▶ _Task brief_
Check each line of the material for "Find" and report how many lines have it, with nothing added.

:::::

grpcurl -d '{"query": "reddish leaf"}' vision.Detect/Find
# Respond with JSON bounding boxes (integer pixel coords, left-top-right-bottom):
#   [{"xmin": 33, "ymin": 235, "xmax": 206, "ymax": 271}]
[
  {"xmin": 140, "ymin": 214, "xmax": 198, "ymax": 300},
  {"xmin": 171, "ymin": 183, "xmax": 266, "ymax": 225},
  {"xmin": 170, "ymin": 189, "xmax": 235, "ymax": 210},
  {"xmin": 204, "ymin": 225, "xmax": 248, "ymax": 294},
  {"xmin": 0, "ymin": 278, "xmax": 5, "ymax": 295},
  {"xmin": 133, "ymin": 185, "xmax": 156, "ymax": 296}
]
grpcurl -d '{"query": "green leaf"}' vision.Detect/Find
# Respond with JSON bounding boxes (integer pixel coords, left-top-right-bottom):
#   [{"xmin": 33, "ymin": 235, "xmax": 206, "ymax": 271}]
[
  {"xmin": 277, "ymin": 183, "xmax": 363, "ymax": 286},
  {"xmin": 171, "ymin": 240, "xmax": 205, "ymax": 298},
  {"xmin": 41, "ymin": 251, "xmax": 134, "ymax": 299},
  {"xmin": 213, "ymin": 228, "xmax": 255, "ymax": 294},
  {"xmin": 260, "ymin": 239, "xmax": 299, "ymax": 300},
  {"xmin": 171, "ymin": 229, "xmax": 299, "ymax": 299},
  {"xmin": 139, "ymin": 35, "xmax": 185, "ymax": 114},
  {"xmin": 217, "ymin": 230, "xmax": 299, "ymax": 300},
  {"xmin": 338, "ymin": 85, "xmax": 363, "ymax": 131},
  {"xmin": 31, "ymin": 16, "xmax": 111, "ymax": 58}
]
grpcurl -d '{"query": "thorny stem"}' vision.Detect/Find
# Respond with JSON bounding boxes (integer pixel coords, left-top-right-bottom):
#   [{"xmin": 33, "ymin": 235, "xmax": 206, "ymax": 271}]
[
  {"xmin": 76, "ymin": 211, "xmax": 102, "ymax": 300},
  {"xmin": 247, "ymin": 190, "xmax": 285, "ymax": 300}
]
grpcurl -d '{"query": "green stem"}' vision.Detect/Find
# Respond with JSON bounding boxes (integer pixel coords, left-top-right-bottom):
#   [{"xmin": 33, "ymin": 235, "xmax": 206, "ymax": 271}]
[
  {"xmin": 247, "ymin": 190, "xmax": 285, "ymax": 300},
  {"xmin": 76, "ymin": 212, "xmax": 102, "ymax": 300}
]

:::::

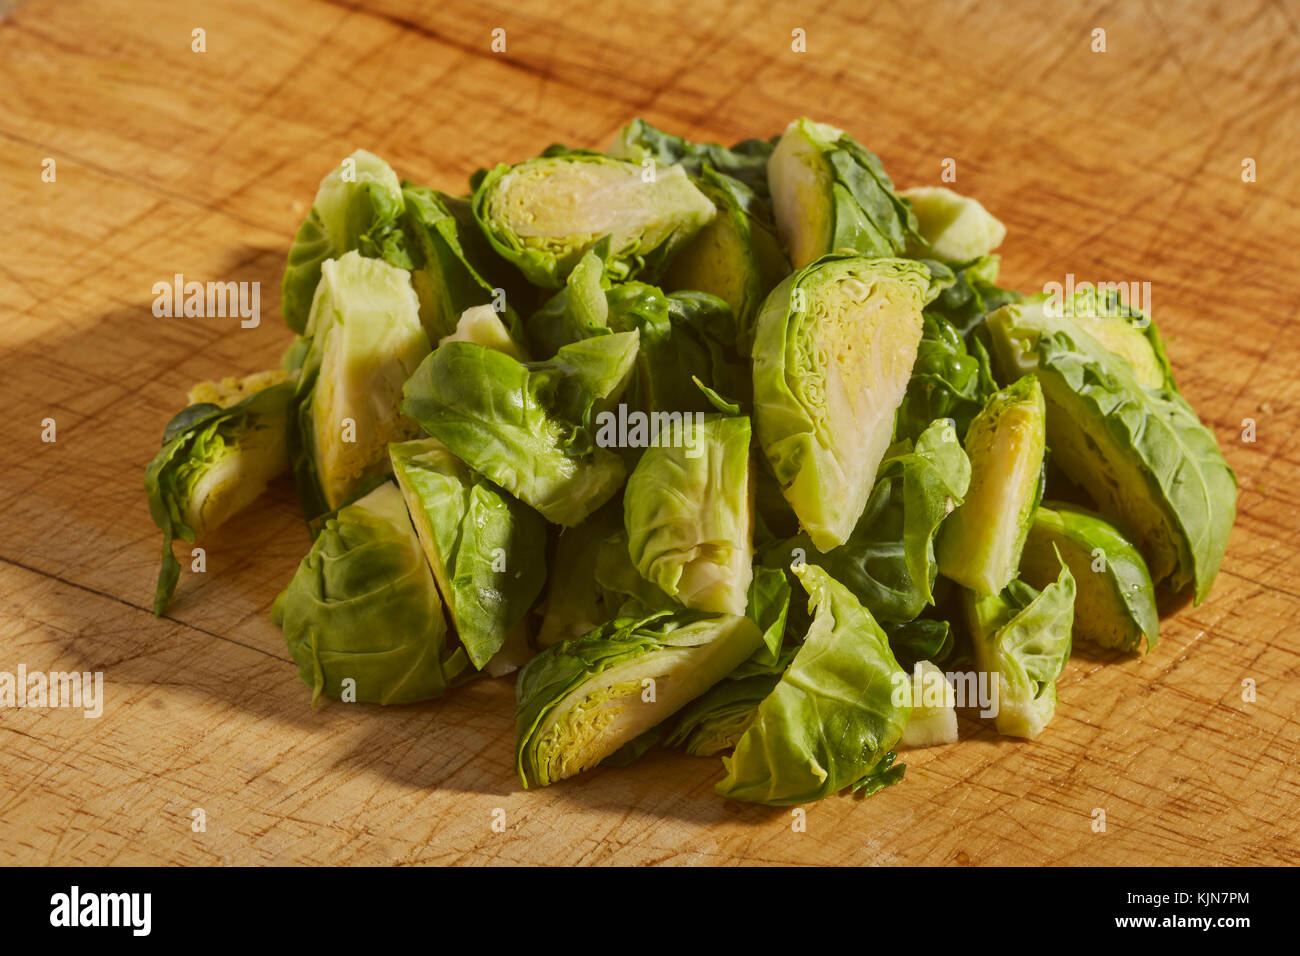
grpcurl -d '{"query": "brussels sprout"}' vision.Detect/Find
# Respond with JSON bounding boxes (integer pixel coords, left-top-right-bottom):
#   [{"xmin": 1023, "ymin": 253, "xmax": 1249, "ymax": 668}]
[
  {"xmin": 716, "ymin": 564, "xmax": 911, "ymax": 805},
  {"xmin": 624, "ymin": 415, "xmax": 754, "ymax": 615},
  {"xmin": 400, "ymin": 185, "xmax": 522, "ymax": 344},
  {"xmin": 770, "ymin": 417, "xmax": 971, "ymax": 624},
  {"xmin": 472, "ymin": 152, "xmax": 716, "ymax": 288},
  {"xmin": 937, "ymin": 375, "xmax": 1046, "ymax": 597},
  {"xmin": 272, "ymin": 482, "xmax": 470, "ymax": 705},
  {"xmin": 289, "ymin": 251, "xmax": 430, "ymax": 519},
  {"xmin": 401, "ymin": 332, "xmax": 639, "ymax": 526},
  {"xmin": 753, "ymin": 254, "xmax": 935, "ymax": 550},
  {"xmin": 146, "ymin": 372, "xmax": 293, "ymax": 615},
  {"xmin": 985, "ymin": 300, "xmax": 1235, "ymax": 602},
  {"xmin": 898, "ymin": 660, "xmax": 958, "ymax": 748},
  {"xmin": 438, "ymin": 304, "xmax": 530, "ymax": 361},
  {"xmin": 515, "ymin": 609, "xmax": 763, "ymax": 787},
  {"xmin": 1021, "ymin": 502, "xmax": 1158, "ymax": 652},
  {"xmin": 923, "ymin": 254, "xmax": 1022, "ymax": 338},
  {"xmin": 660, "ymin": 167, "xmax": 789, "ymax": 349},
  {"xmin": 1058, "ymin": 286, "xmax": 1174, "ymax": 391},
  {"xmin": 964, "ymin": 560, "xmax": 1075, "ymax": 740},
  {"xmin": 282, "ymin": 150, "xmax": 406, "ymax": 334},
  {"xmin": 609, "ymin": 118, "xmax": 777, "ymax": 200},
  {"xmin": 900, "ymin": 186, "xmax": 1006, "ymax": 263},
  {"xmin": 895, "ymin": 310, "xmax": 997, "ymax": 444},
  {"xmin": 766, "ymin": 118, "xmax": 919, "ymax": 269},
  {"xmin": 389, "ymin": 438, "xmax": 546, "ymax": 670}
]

:::::

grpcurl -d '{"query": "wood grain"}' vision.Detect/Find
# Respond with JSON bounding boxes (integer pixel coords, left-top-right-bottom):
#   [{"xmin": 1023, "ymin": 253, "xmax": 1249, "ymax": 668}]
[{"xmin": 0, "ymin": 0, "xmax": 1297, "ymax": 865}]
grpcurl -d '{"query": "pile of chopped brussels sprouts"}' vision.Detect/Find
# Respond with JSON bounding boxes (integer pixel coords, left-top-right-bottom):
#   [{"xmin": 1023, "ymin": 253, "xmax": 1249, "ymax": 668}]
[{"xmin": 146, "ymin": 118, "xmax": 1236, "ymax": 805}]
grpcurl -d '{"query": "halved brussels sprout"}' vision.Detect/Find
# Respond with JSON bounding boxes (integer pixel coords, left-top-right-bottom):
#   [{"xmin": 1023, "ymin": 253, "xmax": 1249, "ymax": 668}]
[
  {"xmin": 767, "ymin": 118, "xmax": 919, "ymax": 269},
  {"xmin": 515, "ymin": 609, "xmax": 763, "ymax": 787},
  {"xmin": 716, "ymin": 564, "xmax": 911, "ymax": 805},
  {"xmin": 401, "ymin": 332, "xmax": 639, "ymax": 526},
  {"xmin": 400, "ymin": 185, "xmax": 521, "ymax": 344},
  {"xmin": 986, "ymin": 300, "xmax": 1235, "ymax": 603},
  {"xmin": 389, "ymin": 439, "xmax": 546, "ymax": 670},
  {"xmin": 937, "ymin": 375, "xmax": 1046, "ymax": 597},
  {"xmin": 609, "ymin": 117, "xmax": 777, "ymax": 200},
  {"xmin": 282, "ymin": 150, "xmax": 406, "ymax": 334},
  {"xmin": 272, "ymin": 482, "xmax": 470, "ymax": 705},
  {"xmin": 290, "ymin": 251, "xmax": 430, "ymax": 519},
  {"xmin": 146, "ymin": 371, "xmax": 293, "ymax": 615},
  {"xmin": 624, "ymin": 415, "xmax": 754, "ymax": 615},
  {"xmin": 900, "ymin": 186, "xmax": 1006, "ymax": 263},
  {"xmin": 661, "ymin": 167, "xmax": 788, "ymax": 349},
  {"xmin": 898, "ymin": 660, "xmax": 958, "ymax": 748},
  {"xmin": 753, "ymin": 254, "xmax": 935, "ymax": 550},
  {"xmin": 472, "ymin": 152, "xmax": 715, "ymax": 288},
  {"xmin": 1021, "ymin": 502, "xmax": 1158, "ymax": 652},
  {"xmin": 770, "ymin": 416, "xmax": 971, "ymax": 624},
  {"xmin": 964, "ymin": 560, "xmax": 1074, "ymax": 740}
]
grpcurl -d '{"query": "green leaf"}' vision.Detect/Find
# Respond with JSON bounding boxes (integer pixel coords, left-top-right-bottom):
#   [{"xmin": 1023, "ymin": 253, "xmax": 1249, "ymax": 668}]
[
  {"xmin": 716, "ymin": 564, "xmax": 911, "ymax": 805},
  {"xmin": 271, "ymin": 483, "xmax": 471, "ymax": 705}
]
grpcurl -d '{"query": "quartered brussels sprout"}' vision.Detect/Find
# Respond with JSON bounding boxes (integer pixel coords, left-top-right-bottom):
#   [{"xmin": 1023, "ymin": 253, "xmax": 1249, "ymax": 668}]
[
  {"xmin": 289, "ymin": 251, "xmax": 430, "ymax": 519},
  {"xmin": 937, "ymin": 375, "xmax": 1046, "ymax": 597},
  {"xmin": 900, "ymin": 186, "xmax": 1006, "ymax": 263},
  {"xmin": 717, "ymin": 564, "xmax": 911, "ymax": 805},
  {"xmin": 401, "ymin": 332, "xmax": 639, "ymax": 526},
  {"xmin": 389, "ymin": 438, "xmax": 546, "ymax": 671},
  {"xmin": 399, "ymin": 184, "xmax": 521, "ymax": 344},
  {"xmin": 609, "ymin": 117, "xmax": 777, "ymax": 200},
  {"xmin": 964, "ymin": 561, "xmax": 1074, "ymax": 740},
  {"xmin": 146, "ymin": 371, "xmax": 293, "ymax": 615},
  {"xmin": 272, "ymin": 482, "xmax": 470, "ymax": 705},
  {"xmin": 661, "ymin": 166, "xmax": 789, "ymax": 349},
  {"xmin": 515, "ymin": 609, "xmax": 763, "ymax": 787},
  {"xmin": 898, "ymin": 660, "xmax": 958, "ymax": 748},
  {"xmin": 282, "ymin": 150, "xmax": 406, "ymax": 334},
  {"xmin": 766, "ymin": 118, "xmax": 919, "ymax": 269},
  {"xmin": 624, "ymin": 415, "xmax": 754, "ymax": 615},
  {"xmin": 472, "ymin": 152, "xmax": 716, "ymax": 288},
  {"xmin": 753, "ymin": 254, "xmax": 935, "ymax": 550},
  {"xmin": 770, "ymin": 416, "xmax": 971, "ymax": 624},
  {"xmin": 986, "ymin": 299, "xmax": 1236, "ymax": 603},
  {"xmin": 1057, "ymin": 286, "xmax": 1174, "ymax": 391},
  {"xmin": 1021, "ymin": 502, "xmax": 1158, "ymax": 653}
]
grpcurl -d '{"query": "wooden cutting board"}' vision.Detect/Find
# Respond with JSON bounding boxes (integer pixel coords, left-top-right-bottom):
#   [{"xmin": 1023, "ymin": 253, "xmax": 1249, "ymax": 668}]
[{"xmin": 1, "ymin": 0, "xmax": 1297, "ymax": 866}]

:::::

▶ _Answer box_
11